What to work on - Reproduce each entry below exactly, without omitting any.

Input material -
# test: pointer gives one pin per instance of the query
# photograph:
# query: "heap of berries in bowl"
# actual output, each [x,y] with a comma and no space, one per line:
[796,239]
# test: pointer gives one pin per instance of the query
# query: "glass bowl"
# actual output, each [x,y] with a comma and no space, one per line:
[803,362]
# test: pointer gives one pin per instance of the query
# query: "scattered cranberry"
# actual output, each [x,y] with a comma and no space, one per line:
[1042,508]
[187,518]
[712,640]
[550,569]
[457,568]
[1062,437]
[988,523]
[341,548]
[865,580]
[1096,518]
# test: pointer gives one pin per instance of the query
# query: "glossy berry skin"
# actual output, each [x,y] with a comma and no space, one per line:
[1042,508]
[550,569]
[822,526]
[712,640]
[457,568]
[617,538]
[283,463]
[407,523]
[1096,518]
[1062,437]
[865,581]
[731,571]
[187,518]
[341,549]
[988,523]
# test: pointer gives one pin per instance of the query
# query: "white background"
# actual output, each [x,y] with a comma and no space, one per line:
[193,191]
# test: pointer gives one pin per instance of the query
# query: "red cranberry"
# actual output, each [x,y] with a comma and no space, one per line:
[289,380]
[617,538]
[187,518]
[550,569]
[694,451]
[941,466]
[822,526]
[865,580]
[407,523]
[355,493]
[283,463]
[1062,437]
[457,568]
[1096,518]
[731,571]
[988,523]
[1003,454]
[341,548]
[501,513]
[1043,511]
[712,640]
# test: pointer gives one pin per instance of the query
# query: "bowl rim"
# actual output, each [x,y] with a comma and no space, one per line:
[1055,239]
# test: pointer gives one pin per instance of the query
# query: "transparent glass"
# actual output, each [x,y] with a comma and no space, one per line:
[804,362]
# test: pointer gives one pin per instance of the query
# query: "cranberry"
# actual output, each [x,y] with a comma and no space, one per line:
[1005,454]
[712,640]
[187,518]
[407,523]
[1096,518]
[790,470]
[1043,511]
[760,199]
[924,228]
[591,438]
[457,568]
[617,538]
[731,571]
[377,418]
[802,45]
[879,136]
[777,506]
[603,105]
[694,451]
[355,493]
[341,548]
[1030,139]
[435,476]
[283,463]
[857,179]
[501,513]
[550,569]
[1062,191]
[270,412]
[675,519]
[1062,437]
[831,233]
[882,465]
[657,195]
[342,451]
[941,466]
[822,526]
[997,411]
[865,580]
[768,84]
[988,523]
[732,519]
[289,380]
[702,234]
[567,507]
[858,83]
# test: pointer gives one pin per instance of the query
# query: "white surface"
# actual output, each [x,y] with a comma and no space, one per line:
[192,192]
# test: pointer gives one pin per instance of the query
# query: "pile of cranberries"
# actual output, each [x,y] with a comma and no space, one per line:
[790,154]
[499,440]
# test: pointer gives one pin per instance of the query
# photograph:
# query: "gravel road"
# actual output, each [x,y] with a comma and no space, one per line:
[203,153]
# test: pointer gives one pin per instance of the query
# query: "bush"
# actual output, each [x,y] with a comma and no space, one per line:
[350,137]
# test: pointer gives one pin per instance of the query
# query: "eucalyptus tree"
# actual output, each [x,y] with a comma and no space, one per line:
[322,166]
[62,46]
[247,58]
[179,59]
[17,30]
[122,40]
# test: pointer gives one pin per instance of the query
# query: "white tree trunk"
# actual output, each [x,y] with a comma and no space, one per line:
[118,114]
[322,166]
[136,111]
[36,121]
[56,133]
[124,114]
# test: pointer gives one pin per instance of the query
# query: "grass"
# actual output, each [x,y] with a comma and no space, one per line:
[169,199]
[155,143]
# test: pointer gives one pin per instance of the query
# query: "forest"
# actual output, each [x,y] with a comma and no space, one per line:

Task output -
# test: pointer gives one pin per instance of the query
# photograph:
# query: "heap of berries in bowl"
# actual output, each [x,y] with a comma and no space, one per line:
[796,239]
# test: pointer gives one pin per instance of the query
# query: "glass bowl"
# actual output, each [x,y] with a comma and no space, one per line:
[803,362]
# test: pointer gives one pin per instance of the query
# query: "scattered cranberry"
# actual output, each [x,y] with a comma and no space, one per line:
[1042,508]
[187,518]
[712,640]
[550,569]
[457,568]
[1062,437]
[988,523]
[341,548]
[865,580]
[1096,518]
# test: pointer gives one pin per instance of the query
# query: "glossy berry skin"
# actual output, each [x,y] with a comma and no space, one per line:
[1042,508]
[550,569]
[822,526]
[712,640]
[457,568]
[617,538]
[283,463]
[407,523]
[1096,518]
[1062,437]
[865,581]
[731,571]
[187,518]
[341,549]
[988,523]
# test: pointer gives one pin per instance of the query
# query: "white background"
# actual output, each [x,y] with a comma and no space, one per line:
[193,191]
# test: pointer gives one pin per instance of the query
# query: "red cranberry"
# actual output, each [x,y] with a comma and no space, one per line:
[289,380]
[617,538]
[187,518]
[550,569]
[694,451]
[941,466]
[822,526]
[865,580]
[407,523]
[355,493]
[283,463]
[1062,437]
[457,568]
[1096,518]
[731,571]
[988,523]
[1003,454]
[341,548]
[501,513]
[1043,511]
[712,640]
# test: pointer gives one pin per instance of the query
# query: "bowl rim"
# actual output, each [x,y] with a comma and no space, one per line:
[1055,239]
# test: pointer gives one pin per instance of the query
# query: "transparent glass"
# actual output, each [x,y] with a comma and no space, one per line:
[804,362]
# test: pointer gives one pin per instance of the query
# query: "cranberry"
# actual output, each [x,y] with a comma and no space, one per line:
[1005,454]
[712,640]
[187,518]
[407,523]
[1096,518]
[790,470]
[1043,511]
[760,199]
[924,228]
[591,438]
[457,568]
[617,538]
[731,571]
[377,418]
[802,45]
[879,136]
[777,506]
[603,105]
[694,451]
[355,493]
[341,548]
[1030,139]
[435,476]
[283,463]
[857,179]
[501,513]
[550,569]
[1062,191]
[270,412]
[675,519]
[1062,437]
[831,233]
[882,465]
[657,195]
[342,451]
[941,466]
[822,526]
[997,411]
[865,580]
[768,84]
[988,523]
[732,519]
[289,380]
[702,234]
[567,507]
[858,83]
# test: pointer gives one pin per instance of the query
# query: "white surface"
# actual output, each [x,y] with a comma and no space, one per line:
[192,192]
# test: pointer gives one pin per instance of the query
# query: "pile of cranberries"
# actual output, each [x,y] with a comma and no space, one per line:
[790,154]
[499,440]
# test: pointer gives one pin per instance of the query
# photograph:
# query: "gravel road"
# actual output, each [x,y] with a comma and no space, one per line:
[203,153]
# test: pointer gives one pin per instance of the query
# query: "bush"
# actual output, each [x,y] with a comma and no space, one per line:
[350,137]
# test: pointer gives one pin per instance of the query
# query: "eucalyptus tree"
# actual output, each [x,y] with a comma and no space, one per line:
[322,166]
[62,46]
[247,58]
[179,59]
[17,30]
[122,40]
# test: pointer gives one pin per instance of the query
# query: "white tree trunk"
# actual output, each [x,y] with a comma and no space, one per line:
[118,114]
[322,166]
[136,111]
[36,121]
[56,133]
[124,114]
# test: pointer gives one pin per instance of the query
# query: "grass"
# actual output, each [x,y] with a comma and no space, one per line:
[169,199]
[155,143]
# test: pointer gives one pin per instance of the query
# query: "forest"
# actual output, each [x,y] with a comma and no space, one per line:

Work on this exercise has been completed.